=== DATA SECTION ===

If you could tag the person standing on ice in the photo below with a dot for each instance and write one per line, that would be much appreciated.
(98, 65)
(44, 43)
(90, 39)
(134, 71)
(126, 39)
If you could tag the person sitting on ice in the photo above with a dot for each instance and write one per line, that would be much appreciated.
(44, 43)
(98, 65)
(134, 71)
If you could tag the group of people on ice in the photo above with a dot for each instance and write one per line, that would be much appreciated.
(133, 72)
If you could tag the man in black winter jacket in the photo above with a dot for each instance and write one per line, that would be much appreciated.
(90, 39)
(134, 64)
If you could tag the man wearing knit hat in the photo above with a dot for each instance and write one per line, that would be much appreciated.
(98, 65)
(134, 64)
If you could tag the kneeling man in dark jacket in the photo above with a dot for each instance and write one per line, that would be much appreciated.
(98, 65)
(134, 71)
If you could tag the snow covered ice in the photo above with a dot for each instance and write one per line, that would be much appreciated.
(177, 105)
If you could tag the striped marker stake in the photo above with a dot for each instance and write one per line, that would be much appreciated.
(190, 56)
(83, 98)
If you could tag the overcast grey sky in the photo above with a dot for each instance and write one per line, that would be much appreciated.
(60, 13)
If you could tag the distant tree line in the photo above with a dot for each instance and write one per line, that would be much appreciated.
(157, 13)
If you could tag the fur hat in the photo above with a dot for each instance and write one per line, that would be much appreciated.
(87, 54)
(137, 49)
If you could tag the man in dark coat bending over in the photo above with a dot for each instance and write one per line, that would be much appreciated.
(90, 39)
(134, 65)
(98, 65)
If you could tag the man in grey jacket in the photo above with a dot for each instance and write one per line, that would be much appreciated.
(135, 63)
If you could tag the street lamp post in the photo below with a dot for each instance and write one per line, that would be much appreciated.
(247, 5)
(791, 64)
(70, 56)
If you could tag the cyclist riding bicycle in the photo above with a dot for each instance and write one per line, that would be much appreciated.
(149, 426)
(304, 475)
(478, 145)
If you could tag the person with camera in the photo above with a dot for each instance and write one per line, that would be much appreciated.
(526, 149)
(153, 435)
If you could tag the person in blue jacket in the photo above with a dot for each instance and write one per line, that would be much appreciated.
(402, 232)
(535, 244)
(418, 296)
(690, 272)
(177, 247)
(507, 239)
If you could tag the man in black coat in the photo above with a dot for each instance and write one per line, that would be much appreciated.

===

PROBLEM TO SOLVE
The full set of records should be duplicated exactly.

EXERCISE SOLUTION
If you could tag the person standing on ice in the photo below with a dot for each instance and write one per line, that would be much appreciated.
(98, 65)
(44, 43)
(90, 39)
(134, 71)
(126, 39)
If you could tag the person sitting on ice in the photo above with a dot for each instance and write one per line, that would be much appreciated.
(44, 43)
(98, 65)
(134, 71)
If you could tag the group of people on ice in the photo above with a dot for each instance and write one per line, that would be much appreciated.
(133, 72)
If you could tag the man in black winter jacket in the photo above with a dot for each instance and write one per line, that would be much appreciated.
(90, 39)
(134, 64)
If you could tag the man wearing knit hat in the photo above with a dot for each instance and write one per line, that would be much appreciated.
(98, 65)
(134, 64)
If you could tag the kneeling man in dark jacket in the photo above with a dot for each instance and write one per line, that would be much appreciated.
(98, 65)
(134, 71)
If you could tag the snow covered ice in the photo above with a dot for each instance and write one per line, that would be much appreciated.
(177, 105)
If you could tag the striped marker stake in the photo above with a dot for each instance and write one per line, that would be much appreciated.
(190, 56)
(83, 98)
If you could tag the overcast grey sky in the photo above with a dot for each instance and write one per line, that would be much appreciated.
(60, 13)
If you could tag the distant tree line in the photo above with a dot for each instance and write one per line, that would be much appreciated.
(157, 13)
If you could tag the fur hat in the photo above with a dot for each instance and write one per line, that would be much appreciated.
(87, 54)
(137, 49)
If you could tag the man in dark coat bending over in the photo above with a dot for each instance and write one per line, that would be much appreciated.
(90, 39)
(134, 65)
(98, 65)
If you could tag the man in grey jacket in the photo above with a dot for each instance and write one per line, that would be much appreciated.
(135, 63)
If you could tag the street lamp post in the photo below with a dot for each instance and write one per line, that would be much appreciated.
(247, 5)
(791, 64)
(70, 56)
If you could tag the cyclist riding bicycle in the photo above with a dot for each instance and write one per line, that would be much appreciated.
(149, 426)
(304, 475)
(478, 145)
If you could tag the person with camera in the photo above with a dot for each instance and write one per line, that would be much appreciated.
(526, 149)
(153, 435)
If you could tag the person in blue jacket in the photo above with a dot for each instance and write one per line, that would be much appreciated.
(402, 232)
(535, 244)
(418, 296)
(690, 272)
(177, 247)
(507, 239)
If you could tag the man in black coat in the photo above with a dot for each instance and write one per line, that would be much appreciated.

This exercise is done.